* **Prompt**:
Rewrite the records with every "yacht" swapped for "sailboat", leaving everything else as it is.

[Point labeling records]
>>
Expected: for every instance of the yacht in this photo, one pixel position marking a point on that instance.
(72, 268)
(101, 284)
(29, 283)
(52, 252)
<<
* **Final result**:
Expected: for every instance of the sailboat in this photo, one pixel position marking a point on that instance.
(72, 268)
(101, 284)
(29, 283)
(52, 252)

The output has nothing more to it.